Go through the data below and return each line where the string "hood" appears.

= Provided entries =

# # # # # # #

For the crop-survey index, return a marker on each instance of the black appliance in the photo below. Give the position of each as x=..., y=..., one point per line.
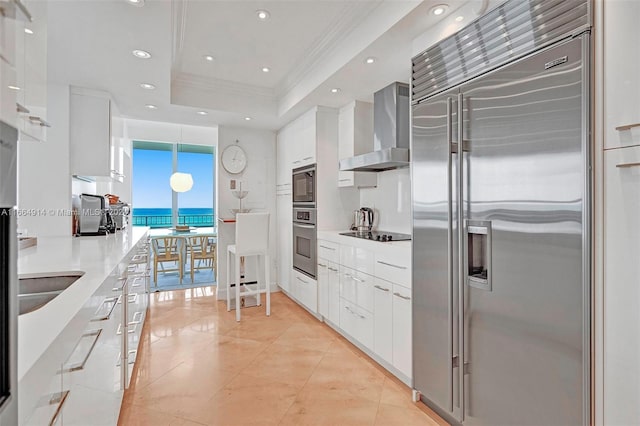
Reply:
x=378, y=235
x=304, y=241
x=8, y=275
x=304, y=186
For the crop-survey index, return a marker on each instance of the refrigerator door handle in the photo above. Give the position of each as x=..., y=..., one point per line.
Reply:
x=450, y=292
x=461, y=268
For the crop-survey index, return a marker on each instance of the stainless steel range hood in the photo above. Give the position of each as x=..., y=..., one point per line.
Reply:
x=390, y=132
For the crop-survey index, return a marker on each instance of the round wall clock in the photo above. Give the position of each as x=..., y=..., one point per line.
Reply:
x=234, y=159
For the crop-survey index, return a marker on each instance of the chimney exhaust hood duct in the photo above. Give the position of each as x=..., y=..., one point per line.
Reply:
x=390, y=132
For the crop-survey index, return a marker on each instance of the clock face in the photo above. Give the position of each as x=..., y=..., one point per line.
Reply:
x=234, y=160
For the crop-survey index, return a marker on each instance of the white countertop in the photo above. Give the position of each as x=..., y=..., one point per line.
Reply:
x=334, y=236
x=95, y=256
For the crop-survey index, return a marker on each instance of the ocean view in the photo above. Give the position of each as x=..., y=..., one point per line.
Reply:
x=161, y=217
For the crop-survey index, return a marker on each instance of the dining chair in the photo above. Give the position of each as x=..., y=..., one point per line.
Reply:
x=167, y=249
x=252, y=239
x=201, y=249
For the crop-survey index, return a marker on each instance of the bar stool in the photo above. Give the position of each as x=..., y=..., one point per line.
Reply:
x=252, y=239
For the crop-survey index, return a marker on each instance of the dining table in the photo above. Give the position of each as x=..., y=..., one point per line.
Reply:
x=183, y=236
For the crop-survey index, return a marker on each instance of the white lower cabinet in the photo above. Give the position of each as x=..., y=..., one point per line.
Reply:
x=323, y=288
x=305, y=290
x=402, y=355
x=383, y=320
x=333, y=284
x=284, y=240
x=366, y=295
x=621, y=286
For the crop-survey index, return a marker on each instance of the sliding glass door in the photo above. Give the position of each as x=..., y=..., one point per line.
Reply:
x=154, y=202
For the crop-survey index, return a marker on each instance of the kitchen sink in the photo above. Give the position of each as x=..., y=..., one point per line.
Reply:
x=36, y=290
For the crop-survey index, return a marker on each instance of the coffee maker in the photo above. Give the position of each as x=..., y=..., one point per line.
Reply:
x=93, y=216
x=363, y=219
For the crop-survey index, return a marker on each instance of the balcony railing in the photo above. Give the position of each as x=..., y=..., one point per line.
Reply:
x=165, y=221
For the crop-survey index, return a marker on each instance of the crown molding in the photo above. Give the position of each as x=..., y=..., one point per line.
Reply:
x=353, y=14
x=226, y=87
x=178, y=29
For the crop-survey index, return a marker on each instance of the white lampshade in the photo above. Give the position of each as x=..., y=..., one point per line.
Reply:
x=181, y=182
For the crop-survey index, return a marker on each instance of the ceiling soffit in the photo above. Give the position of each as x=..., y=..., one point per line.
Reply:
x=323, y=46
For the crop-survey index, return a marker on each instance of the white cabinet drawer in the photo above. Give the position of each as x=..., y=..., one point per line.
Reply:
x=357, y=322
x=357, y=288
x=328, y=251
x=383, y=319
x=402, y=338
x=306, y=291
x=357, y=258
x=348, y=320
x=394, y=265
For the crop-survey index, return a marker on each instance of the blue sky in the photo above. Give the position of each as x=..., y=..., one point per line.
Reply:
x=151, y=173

# # # # # # #

= Exercise output =
For the crop-survey index, return a marker on each instance of the stainless steel range hood in the photo above. Give the position of each as x=..., y=..., one point per line.
For the crop-survey index, return a marker on each instance of the chimney exhaust hood duct in the photo above. Give the position of each as x=..., y=..., one point per line.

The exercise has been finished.